Problem to work on:
How old was Michael Roemer when he died, according to the essay about him?

Selected passage:
Segment Open

Deep Dives

Michael Roemer’s Patient and Unflinching Study of Mortality

Michael Roemer’s Patient and Unflinching Study of Mortality

It feels absurd to call the death of a ninety-seven-year-old man “untimely.” And yet Michael Roemer’s passing in May in Vermont felt exactly like that. He had remained remarkably active right to the end—just a couple of weeks earlier, he had been reviewing a newly struck print of his 1980 drama Pilgrim, Farewell at the Yale Film Archive. A few months before that, he had done post-screening Q&As and introductions in New York and New Haven for the theatrical runs of that picture and his 1976 documentary Dying, both having recently been restored by the Film Desk. This came on the heels of the same company’s triumphant 2022 restoration and theatrical release of his 1984 masterpiece Vengeance Is Mine. All of which is to say that at the time of his death, Roemer felt to many cinephiles like a new discovery—though his last directing credit was for a film made forty-one years ago. Even I felt this way, and I’d been a student of his in the 1990s. Although I took four separate classes with Roemer over four years, he so rarely spoke about his own work that I knew almost nothing about his films when I was in college. Years later, as the restorations of now-established, once-ignored classics like Nothing but a Man (1964) and The Plot Against Harry (made in 1969, released theatrically in 1989) came out, I finally watched them. I was wowed by what I saw.

Segment Closed

(Photo-based referring expression data)
Segment Open

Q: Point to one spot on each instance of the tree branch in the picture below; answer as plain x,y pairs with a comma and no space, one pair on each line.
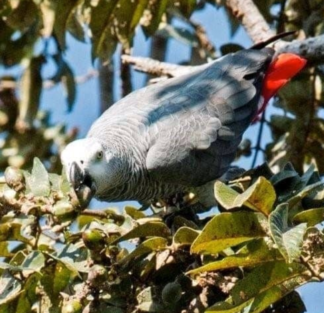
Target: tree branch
150,66
251,18
311,49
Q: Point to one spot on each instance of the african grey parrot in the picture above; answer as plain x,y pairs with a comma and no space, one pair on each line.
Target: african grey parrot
179,134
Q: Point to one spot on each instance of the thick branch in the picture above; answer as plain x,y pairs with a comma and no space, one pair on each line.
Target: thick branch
251,18
157,68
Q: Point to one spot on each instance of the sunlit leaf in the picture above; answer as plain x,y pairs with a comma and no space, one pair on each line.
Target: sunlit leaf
288,240
148,246
227,230
265,277
9,288
312,217
184,236
254,253
259,197
103,40
38,181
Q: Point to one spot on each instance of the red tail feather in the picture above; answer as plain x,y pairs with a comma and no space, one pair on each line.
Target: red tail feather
280,71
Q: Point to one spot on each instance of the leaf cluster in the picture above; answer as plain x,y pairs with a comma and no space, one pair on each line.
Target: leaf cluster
59,257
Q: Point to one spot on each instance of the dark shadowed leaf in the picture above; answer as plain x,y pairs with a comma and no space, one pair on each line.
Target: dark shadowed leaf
229,229
178,33
230,48
289,241
312,217
184,236
134,213
63,11
254,253
23,16
68,82
103,39
265,277
152,16
149,229
75,27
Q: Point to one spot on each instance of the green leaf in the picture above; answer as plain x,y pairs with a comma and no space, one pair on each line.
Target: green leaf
38,181
63,11
35,261
312,217
29,295
149,229
148,246
295,198
152,17
265,277
187,7
23,16
54,181
254,253
226,307
229,229
289,241
259,197
263,299
184,236
134,213
146,301
9,287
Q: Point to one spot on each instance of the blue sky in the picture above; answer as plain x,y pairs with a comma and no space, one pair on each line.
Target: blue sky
86,109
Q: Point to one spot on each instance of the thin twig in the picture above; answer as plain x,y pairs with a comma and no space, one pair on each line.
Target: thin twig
48,84
258,144
125,76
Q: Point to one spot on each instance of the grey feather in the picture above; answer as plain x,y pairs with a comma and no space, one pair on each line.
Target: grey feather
183,132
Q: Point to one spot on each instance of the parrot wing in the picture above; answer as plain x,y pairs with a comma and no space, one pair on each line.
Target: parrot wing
195,131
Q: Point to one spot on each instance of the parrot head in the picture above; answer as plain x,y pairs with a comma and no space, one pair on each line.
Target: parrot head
90,166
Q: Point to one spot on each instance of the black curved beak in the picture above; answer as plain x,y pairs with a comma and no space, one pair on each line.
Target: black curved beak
76,176
82,183
79,177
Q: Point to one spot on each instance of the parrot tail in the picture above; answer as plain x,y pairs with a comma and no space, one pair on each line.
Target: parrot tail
280,71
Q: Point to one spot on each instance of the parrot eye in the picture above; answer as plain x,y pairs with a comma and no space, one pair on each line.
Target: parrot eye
99,155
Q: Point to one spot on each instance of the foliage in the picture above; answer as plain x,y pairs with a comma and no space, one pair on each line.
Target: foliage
257,251
57,256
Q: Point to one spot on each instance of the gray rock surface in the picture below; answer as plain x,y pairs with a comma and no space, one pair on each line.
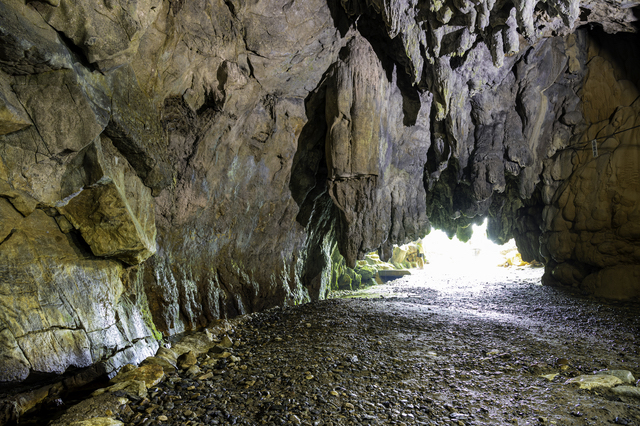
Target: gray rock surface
241,142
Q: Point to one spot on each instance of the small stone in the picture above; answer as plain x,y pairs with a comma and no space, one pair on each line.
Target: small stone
226,342
150,374
186,360
596,381
207,376
630,391
624,375
549,377
194,370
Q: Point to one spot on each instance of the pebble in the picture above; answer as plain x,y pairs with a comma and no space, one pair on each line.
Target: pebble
431,369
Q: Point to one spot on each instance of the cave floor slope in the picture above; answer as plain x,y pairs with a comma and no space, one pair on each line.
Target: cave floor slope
454,350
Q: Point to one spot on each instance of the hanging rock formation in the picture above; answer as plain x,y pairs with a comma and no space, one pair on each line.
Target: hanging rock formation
167,163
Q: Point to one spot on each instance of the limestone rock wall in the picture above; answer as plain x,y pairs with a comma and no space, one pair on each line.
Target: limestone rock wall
165,163
591,223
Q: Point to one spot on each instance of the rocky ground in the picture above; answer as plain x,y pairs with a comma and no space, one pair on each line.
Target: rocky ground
453,350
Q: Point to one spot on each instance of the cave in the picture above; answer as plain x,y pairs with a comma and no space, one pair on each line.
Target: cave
167,164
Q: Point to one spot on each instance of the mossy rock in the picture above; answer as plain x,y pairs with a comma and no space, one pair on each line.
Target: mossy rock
366,272
344,282
368,282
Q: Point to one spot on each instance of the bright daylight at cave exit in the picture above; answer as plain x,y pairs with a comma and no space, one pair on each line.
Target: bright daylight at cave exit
214,212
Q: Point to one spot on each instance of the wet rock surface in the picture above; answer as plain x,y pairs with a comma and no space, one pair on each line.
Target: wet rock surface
448,351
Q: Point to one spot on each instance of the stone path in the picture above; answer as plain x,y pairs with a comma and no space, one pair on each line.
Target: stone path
449,351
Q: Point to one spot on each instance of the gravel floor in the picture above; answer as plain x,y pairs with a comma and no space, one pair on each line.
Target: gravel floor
420,350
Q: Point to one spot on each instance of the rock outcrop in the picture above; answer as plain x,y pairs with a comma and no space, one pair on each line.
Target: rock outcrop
166,163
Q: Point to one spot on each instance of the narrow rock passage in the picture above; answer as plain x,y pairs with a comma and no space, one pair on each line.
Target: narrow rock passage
454,350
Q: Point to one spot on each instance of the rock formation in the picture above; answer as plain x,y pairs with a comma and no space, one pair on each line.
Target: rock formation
166,163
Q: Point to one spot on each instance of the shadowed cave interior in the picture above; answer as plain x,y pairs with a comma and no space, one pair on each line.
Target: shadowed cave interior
172,169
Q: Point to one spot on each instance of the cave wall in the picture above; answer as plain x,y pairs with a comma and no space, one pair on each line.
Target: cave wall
165,163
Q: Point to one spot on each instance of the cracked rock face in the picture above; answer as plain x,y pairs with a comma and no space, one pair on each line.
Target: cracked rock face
167,163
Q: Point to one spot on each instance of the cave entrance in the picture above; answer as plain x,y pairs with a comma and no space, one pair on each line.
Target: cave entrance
478,255
477,264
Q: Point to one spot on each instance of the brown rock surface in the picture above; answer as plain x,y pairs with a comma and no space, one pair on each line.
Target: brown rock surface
241,142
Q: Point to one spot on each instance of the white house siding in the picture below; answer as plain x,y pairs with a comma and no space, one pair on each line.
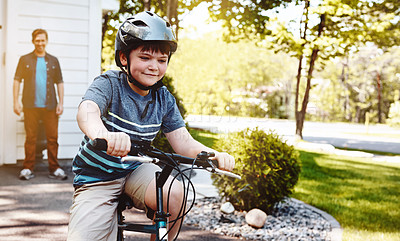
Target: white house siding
74,28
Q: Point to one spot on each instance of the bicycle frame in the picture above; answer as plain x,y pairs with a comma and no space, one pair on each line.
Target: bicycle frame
160,226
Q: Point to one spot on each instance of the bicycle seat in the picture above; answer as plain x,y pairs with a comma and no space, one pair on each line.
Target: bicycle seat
124,202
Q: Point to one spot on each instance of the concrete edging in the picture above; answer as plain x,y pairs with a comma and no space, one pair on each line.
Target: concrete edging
336,233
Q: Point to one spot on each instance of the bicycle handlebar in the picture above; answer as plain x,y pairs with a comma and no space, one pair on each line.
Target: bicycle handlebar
144,152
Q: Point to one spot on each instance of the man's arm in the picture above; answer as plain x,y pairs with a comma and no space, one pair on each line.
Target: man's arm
89,121
16,104
60,92
184,144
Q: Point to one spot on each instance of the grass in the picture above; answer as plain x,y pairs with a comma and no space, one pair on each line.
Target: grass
362,195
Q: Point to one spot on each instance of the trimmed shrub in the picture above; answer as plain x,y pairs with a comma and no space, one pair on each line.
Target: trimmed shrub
268,166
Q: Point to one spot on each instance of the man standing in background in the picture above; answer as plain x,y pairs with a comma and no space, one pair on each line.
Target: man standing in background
40,71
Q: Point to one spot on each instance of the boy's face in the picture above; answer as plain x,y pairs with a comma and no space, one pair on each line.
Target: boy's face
147,67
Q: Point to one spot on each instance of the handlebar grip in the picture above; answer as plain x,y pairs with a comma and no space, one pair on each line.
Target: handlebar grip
100,144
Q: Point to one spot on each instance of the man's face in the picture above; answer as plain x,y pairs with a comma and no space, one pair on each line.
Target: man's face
147,67
40,43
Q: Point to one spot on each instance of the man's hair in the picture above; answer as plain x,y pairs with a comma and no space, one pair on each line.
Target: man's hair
39,31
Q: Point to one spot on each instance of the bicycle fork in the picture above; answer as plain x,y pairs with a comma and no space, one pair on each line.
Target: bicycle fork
161,219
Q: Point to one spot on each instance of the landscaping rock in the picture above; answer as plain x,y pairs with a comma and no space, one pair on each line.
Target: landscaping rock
256,218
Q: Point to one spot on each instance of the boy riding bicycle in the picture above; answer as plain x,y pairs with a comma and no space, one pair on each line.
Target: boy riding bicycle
126,105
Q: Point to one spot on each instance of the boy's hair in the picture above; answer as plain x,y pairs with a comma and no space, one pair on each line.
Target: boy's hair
37,32
151,46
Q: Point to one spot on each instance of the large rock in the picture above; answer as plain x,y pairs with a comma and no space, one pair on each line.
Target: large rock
256,218
227,208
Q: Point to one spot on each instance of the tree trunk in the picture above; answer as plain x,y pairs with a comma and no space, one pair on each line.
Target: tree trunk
379,86
300,116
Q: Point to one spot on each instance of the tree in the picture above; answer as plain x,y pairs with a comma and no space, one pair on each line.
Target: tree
328,29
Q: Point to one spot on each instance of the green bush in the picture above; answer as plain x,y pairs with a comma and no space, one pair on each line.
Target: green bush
268,166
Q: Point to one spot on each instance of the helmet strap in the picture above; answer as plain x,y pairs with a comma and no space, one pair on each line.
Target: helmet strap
132,80
153,89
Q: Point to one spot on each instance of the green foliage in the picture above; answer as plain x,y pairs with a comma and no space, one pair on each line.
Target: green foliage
268,166
211,76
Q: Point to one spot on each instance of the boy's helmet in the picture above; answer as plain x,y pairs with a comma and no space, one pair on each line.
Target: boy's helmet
144,26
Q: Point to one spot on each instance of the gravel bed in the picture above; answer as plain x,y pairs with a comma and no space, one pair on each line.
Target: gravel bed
290,221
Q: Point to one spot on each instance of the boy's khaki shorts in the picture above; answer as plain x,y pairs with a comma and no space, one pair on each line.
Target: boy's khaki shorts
94,208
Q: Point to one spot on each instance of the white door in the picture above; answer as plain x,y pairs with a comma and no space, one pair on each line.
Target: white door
2,78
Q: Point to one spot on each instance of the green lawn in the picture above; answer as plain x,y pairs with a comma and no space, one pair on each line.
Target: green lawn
362,195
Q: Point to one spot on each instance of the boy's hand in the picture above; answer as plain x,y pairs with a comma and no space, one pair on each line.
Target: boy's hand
225,161
119,143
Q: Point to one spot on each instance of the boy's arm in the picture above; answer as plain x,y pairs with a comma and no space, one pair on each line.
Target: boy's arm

Segment Closed

Task solution:
Ninety-seven.